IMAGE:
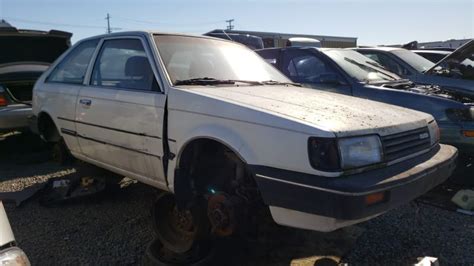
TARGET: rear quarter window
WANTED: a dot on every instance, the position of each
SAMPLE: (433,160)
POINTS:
(73,67)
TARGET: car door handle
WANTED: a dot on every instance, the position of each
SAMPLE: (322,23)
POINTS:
(85,102)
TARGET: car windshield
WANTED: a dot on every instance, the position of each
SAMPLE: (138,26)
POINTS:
(196,61)
(360,67)
(418,62)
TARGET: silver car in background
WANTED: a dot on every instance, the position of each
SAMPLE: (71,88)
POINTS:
(10,254)
(454,73)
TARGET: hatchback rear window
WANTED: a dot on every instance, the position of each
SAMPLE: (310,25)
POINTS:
(73,67)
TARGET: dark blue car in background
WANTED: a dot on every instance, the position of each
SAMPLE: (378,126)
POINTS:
(349,72)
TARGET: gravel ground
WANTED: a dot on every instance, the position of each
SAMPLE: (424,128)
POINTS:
(115,228)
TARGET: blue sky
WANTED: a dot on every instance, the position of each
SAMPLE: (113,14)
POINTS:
(373,22)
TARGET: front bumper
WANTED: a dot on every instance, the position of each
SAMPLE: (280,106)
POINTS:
(296,198)
(14,117)
(452,134)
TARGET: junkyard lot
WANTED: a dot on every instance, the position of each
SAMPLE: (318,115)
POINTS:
(116,227)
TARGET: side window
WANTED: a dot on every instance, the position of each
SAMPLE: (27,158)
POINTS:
(123,64)
(302,67)
(73,67)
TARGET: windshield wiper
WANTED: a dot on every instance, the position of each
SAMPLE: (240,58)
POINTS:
(274,82)
(213,81)
(367,68)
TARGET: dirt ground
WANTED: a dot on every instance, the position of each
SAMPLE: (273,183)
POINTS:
(115,227)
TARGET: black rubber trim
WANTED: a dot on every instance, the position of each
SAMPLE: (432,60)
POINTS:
(344,197)
(109,128)
(74,133)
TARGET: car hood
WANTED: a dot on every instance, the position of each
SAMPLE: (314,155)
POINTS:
(343,115)
(467,50)
(6,234)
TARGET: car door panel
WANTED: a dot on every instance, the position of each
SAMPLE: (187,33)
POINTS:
(62,86)
(119,123)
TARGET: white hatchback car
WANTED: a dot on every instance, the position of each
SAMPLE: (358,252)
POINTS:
(213,123)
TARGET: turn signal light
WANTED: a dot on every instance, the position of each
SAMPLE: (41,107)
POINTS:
(374,198)
(468,133)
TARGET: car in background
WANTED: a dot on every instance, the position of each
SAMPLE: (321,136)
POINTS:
(432,55)
(454,73)
(302,42)
(348,72)
(10,253)
(25,55)
(251,41)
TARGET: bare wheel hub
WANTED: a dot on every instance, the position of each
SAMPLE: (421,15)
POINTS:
(221,215)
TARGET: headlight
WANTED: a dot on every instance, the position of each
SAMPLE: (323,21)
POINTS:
(14,256)
(323,154)
(464,114)
(329,154)
(434,132)
(360,151)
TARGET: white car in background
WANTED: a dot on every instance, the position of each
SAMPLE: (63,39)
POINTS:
(211,122)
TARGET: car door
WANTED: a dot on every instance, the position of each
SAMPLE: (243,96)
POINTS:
(304,66)
(61,88)
(120,114)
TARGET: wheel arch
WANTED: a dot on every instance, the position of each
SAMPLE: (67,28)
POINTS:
(182,181)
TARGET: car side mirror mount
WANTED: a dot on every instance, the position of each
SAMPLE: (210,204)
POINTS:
(330,78)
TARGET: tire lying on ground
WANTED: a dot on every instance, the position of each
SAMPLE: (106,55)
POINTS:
(158,255)
(180,231)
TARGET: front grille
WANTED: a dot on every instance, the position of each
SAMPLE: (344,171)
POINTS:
(403,144)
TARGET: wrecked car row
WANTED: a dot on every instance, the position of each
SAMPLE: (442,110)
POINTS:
(226,134)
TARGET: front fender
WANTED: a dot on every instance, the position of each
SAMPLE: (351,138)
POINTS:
(227,136)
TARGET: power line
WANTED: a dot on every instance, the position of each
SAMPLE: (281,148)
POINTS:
(53,24)
(230,26)
(169,23)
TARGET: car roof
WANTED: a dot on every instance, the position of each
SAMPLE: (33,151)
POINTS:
(380,48)
(431,51)
(150,32)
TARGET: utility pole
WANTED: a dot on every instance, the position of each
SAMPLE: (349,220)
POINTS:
(108,23)
(230,26)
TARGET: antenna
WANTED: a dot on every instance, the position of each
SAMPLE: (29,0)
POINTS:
(230,26)
(108,23)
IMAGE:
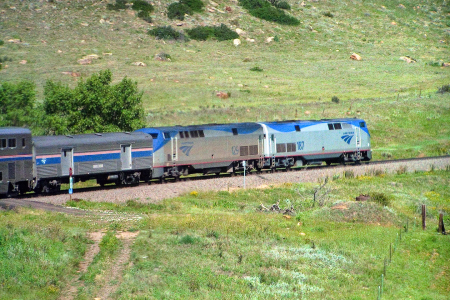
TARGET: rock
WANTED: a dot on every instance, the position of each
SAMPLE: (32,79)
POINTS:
(362,197)
(355,56)
(240,31)
(223,95)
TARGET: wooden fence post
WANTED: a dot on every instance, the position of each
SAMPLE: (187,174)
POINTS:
(424,225)
(441,223)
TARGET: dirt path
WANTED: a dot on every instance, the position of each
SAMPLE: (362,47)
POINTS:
(91,252)
(114,274)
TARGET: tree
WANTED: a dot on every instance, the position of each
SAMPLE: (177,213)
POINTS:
(17,104)
(93,106)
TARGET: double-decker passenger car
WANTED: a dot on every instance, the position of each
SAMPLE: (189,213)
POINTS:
(15,160)
(107,157)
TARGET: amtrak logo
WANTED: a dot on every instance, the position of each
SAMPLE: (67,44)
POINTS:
(187,148)
(347,138)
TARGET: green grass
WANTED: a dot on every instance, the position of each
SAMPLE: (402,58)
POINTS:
(212,244)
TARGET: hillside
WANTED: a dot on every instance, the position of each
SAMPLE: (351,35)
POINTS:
(294,76)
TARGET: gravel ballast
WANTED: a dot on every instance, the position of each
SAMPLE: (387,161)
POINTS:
(156,192)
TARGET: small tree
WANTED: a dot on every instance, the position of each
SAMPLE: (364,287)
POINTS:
(17,104)
(93,106)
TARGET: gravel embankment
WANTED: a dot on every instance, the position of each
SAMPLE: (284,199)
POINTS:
(156,192)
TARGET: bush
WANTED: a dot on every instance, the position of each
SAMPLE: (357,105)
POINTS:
(220,33)
(256,69)
(93,106)
(120,4)
(283,5)
(177,11)
(380,198)
(444,89)
(264,10)
(195,5)
(166,33)
(140,5)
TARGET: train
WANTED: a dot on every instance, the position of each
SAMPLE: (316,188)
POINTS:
(42,163)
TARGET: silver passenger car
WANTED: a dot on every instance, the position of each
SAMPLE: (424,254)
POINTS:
(107,157)
(15,160)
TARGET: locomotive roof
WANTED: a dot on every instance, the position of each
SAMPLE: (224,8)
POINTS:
(14,130)
(86,139)
(204,126)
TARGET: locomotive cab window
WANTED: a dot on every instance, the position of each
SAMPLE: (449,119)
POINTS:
(12,143)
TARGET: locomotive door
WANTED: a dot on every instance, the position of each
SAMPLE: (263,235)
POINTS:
(358,142)
(66,161)
(125,156)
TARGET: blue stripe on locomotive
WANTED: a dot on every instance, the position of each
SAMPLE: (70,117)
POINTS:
(287,126)
(3,159)
(159,141)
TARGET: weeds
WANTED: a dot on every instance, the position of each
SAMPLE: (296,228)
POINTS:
(380,198)
(444,89)
(220,33)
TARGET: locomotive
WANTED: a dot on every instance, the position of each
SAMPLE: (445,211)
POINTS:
(43,163)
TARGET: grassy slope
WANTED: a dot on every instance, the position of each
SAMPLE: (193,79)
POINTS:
(217,245)
(301,73)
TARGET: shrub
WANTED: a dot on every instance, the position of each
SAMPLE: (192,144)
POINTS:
(256,69)
(200,33)
(283,5)
(166,33)
(220,33)
(120,4)
(380,198)
(264,10)
(335,99)
(177,11)
(195,5)
(444,89)
(141,5)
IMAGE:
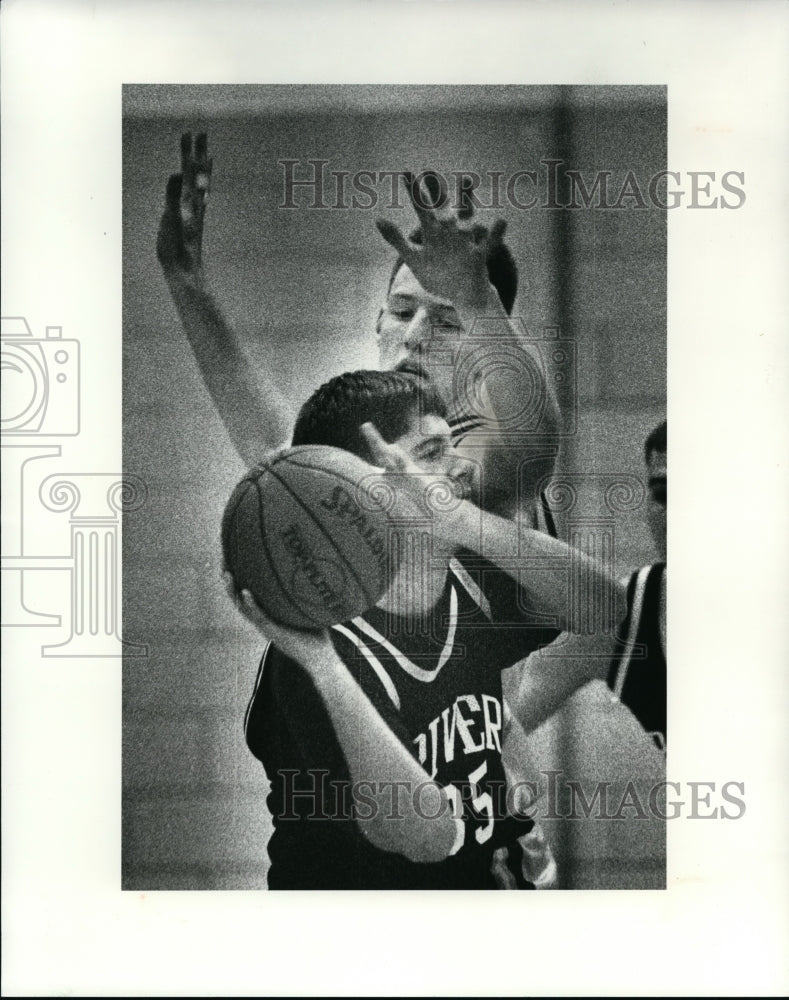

Problem requirements >>
Rewrite the data with every "SAMPLE" changed to "EXAMPLE" and nothing else altered. Leave out the pictures.

Exercise answer >>
IMAGE:
TARGET: rear quarter window
WANTED: a dot on every instance, the position of each
EXAMPLE: (433,160)
POINTS:
(73,67)
TARGET: car door handle
WANTED: a dot on every instance, the position of each
EXAMPLE: (322,23)
POINTS:
(85,102)
TARGET: car windshield
WANTED: a dot on every instance, the position of each
EXAMPLE: (138,26)
POINTS:
(196,61)
(360,67)
(418,62)
TARGET: silver car in background
WANTED: a dot on every instance, the position of each
EXAMPLE: (71,88)
POINTS:
(10,254)
(454,73)
TARGET: hatchback rear window
WANTED: a dot on every instance, the position of each
EXAMPLE: (310,25)
POINTS:
(73,67)
TARGET: dark blue car in background
WANTED: a dot on every instance, the position of each
EXAMPLE: (378,126)
POINTS:
(349,72)
TARGET: gravel ground
WANTED: a dot on every instance, the position of each
EXAMPLE: (424,128)
POINTS:
(115,228)
TARGET: blue sky
WANTED: a dot on every instance, the position of each
EXAMPLE: (113,14)
POINTS:
(373,22)
TARGET: front bumper
WANTED: a dot on every instance, the position of each
EXAMPLE: (280,106)
POINTS:
(296,198)
(14,117)
(452,134)
TARGET: junkyard lot
WANTED: a dot on every instance, the position of each
EXAMPLE: (318,115)
POINTS:
(116,227)
TARGET: side window
WANTED: a dot on every instance, the position of each
EXAMPLE: (27,158)
POINTS:
(123,64)
(302,67)
(73,67)
TARGET: windshield wiper
WANTED: a dot on every instance, the position of each
EXAMPLE: (240,58)
POINTS:
(274,82)
(213,81)
(367,68)
TARGET: dirt ground
WANTED: a dot on every instance, the position of each
EXAMPLE: (273,183)
POINTS:
(115,227)
TARGET: black rubber trim
WANTED: a dot on every instance, the position of each
EXAMPLE: (432,60)
POINTS:
(344,197)
(109,128)
(74,133)
TARGET: car hood
WANTED: a dot on every instance, the position of each
EXAMPLE: (314,155)
POINTS:
(343,115)
(467,50)
(6,234)
TARGET: car door panel
WANTED: a dot on every instance, the position of each
EXAMPLE: (187,33)
POINTS:
(62,86)
(119,123)
TARGET: white hatchback car
WANTED: a dot on every instance, the position of each
EXAMPLE: (358,252)
POINTS:
(213,123)
TARGET: turn signal light
WANTED: a dot on every instance, the position of each
EXAMPLE: (41,107)
POINTS:
(374,198)
(468,133)
TARGET: car in background
WANTED: a dot on every instance, the position of each
EXAMPLE: (321,136)
POINTS:
(432,55)
(454,73)
(302,42)
(348,72)
(10,253)
(25,55)
(251,41)
TARGET: bare wheel hub
WANTED: a dot on every instance, the position of each
EXAMPLE: (421,15)
POINTS:
(221,215)
TARGET: headlight
WANTED: a dot on every instance, the position of each
EXAMPLE: (323,21)
POINTS:
(14,256)
(323,154)
(464,114)
(329,154)
(434,132)
(360,151)
TARGET: white car in background
WANTED: a dot on every instance, the position of each
EXAMPLE: (63,39)
POINTS:
(211,122)
TARGET: car door
WANTED: a dot on every instance, the position of each
EXAMPLE: (243,96)
POINTS:
(304,66)
(61,88)
(120,114)
TARGET: wheel arch
WANTED: a dot on every instance, the position of each
EXAMPLE: (67,28)
POINTS:
(182,181)
TARGET: car side mirror mount
WANTED: a dot on every instance, the position of each
EXAMPLE: (210,204)
POINTS:
(330,78)
TARGET: tire lying on ground
WANTED: a dot on every instance, the position of each
EXAMPLE: (106,55)
POINTS:
(158,255)
(180,231)
TARGET: front grille
WANTED: a dot on every instance, the position of each
EXAMPLE: (344,171)
POINTS:
(403,144)
TARGET: wrecked car row
WANTED: a dot on every instance, the position of each
EXAMPLE: (442,110)
POINTS:
(226,134)
TARGET: front fender
WANTED: a dot on every instance, the position of each
EXAMPLE: (351,138)
POINTS:
(227,136)
TARGET: power line
WANTED: a dot on every instance, the position of each
EXAMPLE: (281,148)
POINTS:
(53,24)
(230,26)
(169,23)
TARGET: car roof
WANTED: a dot on every instance, the position of each
EXAMPLE: (33,151)
POINTS:
(380,48)
(431,51)
(150,32)
TARGET: utility pole
WANTED: a dot on every instance, the position of each
EXAMPLE: (349,220)
POINTS:
(108,23)
(230,26)
TARGET: antenna
WANTED: a dot on every instance, the position of each
EXAMPLE: (29,0)
POINTS:
(230,26)
(108,23)
IMAGE:
TARGET: rock
WANTED: a dot on every instance, the position of each
EXAMPLE: (32,79)
POINTS:
(362,197)
(355,56)
(240,31)
(223,95)
TARGET: wooden fence post
WANTED: a dot on every instance, the position of each
EXAMPLE: (187,174)
POINTS:
(424,225)
(441,223)
TARGET: dirt path
WANTED: a dot on every instance, the position of each
EXAMPLE: (362,47)
POINTS:
(91,252)
(114,274)
TARGET: tree
WANTED: a dot on every instance, the position of each
EXAMPLE: (177,213)
POINTS:
(17,104)
(93,106)
TARGET: double-decker passenger car
WANTED: a dot on every instance, the position of each
EXAMPLE: (189,213)
POINTS:
(15,160)
(107,157)
TARGET: amtrak logo
WANTED: a dot on every instance, the position of each
EXAMPLE: (67,44)
POINTS:
(187,148)
(347,138)
TARGET: green grass
WANTED: a dot on every instance, the position of each
EXAMPLE: (402,58)
POINTS:
(212,244)
TARGET: hillside
WANTED: a dot on every instance, the position of each
EXAMPLE: (351,35)
POINTS:
(294,76)
TARGET: gravel ballast
WANTED: a dot on every instance, the position of each
EXAMPLE: (387,161)
POINTS:
(156,192)
TARGET: small tree
WANTED: a dot on every instance, the position of each
EXAMPLE: (364,287)
POINTS:
(17,104)
(93,106)
TARGET: gravel embankment
WANTED: a dot on every instance, the position of each
EXAMPLE: (284,199)
POINTS:
(156,192)
TARGET: bush
WANTED: a dot on every instance, the position of each
EXAMPLE: (357,105)
POINTS:
(220,33)
(256,69)
(93,106)
(120,4)
(283,5)
(177,11)
(380,198)
(444,89)
(264,10)
(195,5)
(166,33)
(140,5)
TARGET: train
WANTED: a dot on every instance, the position of each
EXAMPLE: (316,188)
POINTS:
(42,163)
TARGET: silver passenger car
WANTED: a dot on every instance, the position of each
EXAMPLE: (424,254)
POINTS:
(107,157)
(15,160)
TARGET: locomotive roof
WANTED: a dot on every instance, the position of each
EXAMPLE: (224,8)
POINTS:
(14,130)
(86,139)
(204,126)
TARGET: locomotive cab window
WANTED: a dot on every instance, the position of each
EXAMPLE: (449,119)
POINTS:
(12,143)
TARGET: locomotive door
WANTED: a dot on every instance, the position of each
EXAMPLE: (263,235)
POINTS:
(358,142)
(66,161)
(125,156)
TARGET: blue stripe on locomotive
WANTED: a dot on every instance, the position of each
EXAMPLE: (70,117)
POINTS:
(287,126)
(3,159)
(159,141)
TARGET: weeds
WANTED: a dot on every instance, the position of each
EXAMPLE: (296,228)
POINTS:
(380,198)
(444,89)
(220,33)
TARGET: locomotive
WANTED: a dot on every instance, the position of each
EXAMPLE: (445,211)
POINTS:
(43,163)
TARGET: grassy slope
WANTED: a dot on every instance, the position of each
EXAMPLE: (193,79)
POINTS:
(217,245)
(301,73)
TARGET: shrub
WANTED: a dot on every instance, the position of each
EXAMPLE: (192,144)
POINTS:
(256,69)
(200,33)
(283,5)
(166,33)
(220,33)
(120,4)
(380,198)
(264,10)
(335,99)
(177,11)
(195,5)
(444,89)
(141,5)
IMAGE:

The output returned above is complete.